* **Aim**
Please print exactly the lines running from the one that contains "the green grass" to the end of the data, with both lines included.
## BEGIN
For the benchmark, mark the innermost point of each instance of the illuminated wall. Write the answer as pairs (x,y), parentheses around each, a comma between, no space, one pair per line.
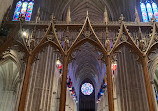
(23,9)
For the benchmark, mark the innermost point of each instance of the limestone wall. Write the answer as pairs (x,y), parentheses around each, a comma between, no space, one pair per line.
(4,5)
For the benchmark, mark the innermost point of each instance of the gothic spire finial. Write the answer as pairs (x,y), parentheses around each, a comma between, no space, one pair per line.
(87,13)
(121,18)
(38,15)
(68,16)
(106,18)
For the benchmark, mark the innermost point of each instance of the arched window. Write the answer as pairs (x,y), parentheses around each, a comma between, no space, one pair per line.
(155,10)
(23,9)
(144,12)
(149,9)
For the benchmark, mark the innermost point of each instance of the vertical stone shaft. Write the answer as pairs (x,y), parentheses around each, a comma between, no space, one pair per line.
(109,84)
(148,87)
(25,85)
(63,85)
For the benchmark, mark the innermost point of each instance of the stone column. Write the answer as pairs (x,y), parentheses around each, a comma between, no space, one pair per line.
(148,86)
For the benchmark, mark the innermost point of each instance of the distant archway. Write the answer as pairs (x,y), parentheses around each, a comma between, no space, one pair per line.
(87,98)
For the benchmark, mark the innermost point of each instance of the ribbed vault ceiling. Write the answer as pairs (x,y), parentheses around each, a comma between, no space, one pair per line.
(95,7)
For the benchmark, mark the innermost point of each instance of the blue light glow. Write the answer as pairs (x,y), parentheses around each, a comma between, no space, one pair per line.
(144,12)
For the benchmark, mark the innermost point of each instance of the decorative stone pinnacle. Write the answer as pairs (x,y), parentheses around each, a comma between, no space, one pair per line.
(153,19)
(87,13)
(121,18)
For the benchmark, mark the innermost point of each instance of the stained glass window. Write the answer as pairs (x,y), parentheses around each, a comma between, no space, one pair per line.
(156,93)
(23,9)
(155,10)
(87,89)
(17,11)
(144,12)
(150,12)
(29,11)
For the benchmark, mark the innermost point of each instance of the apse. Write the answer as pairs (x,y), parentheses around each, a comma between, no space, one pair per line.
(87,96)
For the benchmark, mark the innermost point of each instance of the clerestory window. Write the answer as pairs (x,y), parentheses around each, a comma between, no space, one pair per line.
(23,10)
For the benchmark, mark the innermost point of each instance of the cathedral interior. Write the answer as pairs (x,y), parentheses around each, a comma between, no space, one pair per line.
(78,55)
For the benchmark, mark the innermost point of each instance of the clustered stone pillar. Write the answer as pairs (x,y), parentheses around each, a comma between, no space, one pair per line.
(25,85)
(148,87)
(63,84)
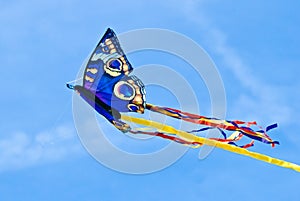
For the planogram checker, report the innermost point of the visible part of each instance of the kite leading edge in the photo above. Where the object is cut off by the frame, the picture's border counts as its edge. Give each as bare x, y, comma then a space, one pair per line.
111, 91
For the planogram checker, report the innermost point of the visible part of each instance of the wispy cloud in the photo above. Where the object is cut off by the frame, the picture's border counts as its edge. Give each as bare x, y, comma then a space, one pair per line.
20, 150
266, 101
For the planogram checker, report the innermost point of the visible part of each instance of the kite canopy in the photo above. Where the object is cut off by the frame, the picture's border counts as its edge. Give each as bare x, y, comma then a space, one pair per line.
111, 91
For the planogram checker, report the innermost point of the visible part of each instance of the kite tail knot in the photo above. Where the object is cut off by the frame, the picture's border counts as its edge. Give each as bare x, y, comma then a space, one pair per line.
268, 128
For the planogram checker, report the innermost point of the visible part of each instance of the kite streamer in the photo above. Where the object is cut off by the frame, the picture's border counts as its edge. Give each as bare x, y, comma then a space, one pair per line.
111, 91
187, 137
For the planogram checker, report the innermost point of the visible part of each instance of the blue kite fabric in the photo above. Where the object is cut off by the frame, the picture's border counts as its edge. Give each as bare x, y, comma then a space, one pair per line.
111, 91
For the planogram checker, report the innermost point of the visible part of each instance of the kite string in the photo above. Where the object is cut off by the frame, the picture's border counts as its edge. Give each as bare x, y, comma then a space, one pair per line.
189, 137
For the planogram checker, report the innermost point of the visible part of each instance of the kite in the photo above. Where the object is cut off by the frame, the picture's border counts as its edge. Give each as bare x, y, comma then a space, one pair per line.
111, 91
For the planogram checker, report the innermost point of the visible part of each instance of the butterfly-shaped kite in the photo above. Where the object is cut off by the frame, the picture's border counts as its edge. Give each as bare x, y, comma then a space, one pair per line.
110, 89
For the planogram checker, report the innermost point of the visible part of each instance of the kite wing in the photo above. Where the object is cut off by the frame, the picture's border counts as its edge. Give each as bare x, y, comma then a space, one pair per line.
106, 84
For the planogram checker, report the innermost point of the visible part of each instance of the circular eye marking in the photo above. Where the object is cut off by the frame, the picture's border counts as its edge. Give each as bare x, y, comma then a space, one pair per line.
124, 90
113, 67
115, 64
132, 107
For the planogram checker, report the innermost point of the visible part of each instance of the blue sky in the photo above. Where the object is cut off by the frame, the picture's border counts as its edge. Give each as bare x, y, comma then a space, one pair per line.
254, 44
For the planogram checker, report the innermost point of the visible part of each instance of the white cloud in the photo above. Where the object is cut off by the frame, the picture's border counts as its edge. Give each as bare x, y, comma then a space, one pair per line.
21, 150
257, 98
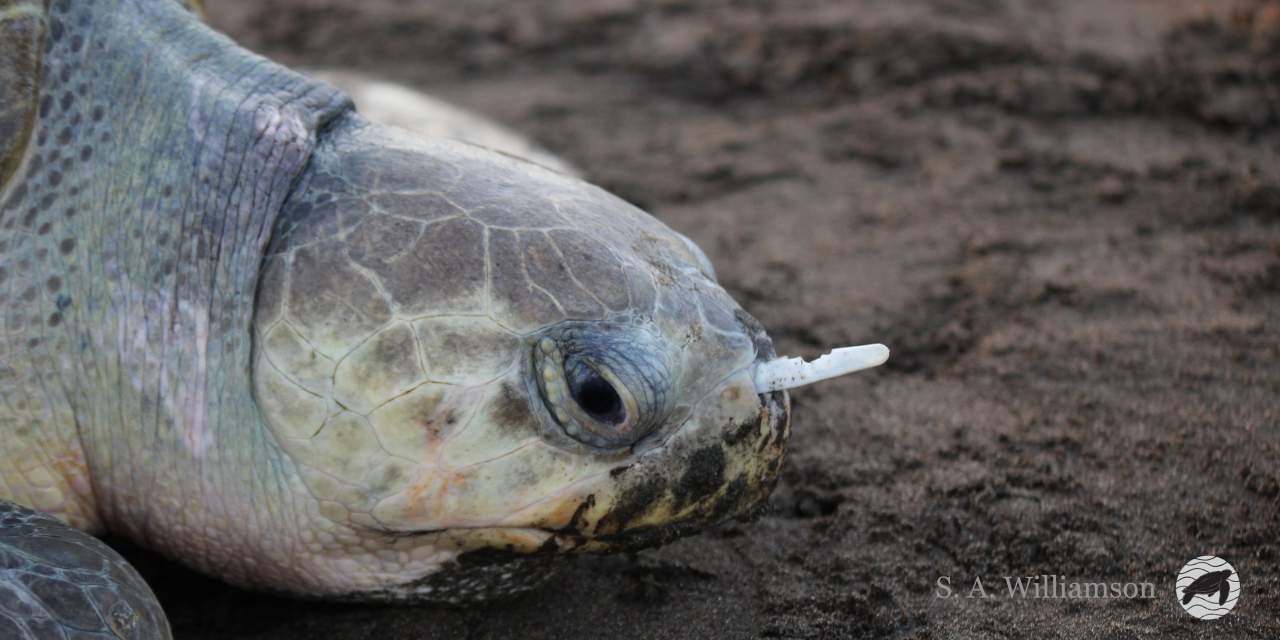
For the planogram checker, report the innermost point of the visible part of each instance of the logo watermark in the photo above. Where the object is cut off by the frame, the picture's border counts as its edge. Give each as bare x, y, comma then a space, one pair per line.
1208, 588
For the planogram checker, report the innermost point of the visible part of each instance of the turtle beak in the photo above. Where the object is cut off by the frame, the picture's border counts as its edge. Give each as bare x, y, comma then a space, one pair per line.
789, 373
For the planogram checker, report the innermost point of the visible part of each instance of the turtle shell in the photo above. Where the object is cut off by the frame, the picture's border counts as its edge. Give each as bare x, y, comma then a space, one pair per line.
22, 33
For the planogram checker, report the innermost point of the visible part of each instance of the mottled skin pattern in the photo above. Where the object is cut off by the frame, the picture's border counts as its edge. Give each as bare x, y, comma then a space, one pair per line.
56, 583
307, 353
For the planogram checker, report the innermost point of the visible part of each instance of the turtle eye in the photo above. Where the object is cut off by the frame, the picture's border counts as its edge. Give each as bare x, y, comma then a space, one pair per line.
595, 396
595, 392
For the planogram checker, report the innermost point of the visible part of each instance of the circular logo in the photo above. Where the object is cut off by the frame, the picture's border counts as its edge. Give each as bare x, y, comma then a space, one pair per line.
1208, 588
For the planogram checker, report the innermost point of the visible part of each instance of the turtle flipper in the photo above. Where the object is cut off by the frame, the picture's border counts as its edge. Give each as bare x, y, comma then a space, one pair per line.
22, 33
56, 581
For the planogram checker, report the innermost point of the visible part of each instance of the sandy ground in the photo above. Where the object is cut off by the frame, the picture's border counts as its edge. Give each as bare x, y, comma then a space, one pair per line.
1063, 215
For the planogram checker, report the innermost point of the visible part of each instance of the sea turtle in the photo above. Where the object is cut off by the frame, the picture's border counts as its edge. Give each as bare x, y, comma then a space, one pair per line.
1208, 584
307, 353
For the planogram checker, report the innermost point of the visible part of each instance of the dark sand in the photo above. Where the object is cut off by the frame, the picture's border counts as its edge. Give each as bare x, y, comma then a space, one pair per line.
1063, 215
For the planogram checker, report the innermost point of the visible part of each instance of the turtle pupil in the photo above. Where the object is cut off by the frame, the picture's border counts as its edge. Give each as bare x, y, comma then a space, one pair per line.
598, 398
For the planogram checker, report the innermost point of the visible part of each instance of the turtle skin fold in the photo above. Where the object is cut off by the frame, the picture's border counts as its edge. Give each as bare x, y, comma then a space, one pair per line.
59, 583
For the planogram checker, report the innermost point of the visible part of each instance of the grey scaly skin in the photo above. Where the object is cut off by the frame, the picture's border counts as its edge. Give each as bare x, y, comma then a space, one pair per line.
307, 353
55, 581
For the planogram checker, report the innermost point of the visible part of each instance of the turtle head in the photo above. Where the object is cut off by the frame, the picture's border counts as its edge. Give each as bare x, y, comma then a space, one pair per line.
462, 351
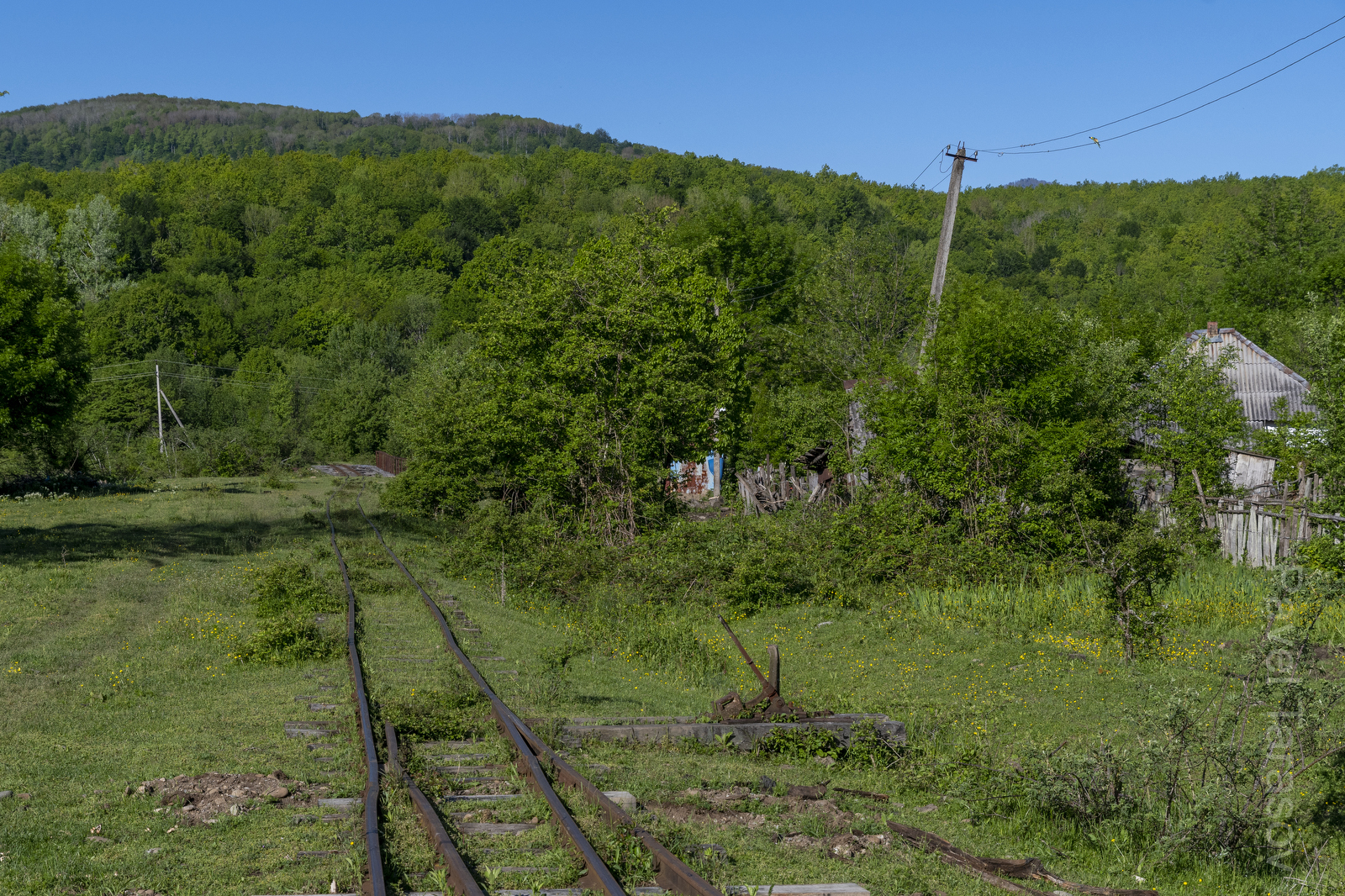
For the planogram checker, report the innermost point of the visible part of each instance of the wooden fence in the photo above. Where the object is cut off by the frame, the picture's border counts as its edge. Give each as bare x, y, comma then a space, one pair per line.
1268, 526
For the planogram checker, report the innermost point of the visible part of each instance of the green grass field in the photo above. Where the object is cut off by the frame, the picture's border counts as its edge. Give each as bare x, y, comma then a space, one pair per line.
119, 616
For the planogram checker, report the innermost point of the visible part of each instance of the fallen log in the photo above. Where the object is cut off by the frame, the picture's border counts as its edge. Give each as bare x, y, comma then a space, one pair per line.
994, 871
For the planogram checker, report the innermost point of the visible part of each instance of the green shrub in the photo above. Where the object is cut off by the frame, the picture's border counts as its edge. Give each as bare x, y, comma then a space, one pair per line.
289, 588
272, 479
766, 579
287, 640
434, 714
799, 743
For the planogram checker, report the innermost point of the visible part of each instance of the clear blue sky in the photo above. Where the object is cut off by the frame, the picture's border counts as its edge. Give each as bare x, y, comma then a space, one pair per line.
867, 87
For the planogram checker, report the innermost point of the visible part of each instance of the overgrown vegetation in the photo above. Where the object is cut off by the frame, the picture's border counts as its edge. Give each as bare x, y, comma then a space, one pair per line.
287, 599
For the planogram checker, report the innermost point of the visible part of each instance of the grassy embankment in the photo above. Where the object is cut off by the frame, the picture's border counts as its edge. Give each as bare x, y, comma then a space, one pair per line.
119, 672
## END
* **Right answer**
For the planogram checker, report the innermost point of the visible part of each instance of the green grass field in the photo above. Where the object is cut off by the frame, the picture's border counts as its edge. Give each as bare x, y, comma then a space, one pair per line.
119, 616
For the planogram checker, report the innermost point of the visible part of each instance of the fallen log in the photo above. Where the object is cut off by the frame, the picture's border counts as its edge. Give each as bare x, y, comma then a space, one pair per line.
994, 871
For the planogram checker, report the innermost point of the visible part of each instance of the green shrub in the photo above. Where the object is cut off by the frame, the picture's border counts as its edge. Give each as bare x, y, comma then a space, one pair per line.
289, 588
272, 479
766, 579
287, 640
434, 714
799, 743
For the planogram checker, report the innermost point of the visible part of each instance of the clear blue sky in the photo above. Where the object is cut off by the frame, the picture's border counts as its edge. Give each as bare x, y, comma then a space, one pair per line.
867, 87
For the planogram checker, report the innermost point of the visible part of each instance of the overgrown vegetation in the photo above. Where the object is cut off by the frame, the picture's border counts as its edge. Give each as bare x, y, comma then a space, one pair per line.
287, 599
For the planogram checker, report the innermost point of the visible part of each instance of the grassy embankment in the photo above. Where the object is cut off by the frame, the picture's border counts as its edge. Give each as bare x, y, comma then a space, one pair per line.
119, 672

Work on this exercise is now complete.